> What the task requires:
Can you format every line of the material below as a numbered list, skipping any blank lines and leaving the pictures out?

(Point labels for objects)
-------------------------

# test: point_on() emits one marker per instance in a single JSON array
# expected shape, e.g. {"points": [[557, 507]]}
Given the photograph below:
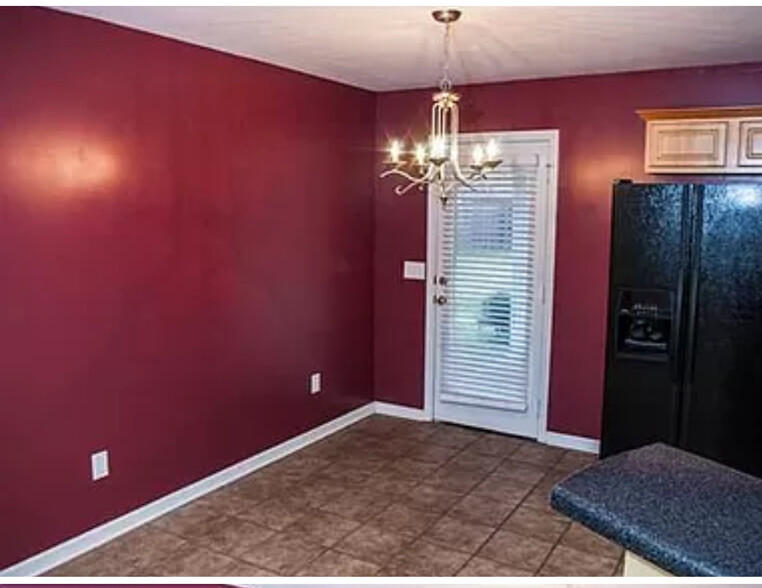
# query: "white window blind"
{"points": [[488, 257]]}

-------------------------

> Result of the exercise:
1. # test: point_on() emits one marker per instance in a single JSON array
2. # expected shape, e.g. {"points": [[557, 507]]}
3. Given the photograph below:
4. # query: "white window blind"
5. {"points": [[488, 257]]}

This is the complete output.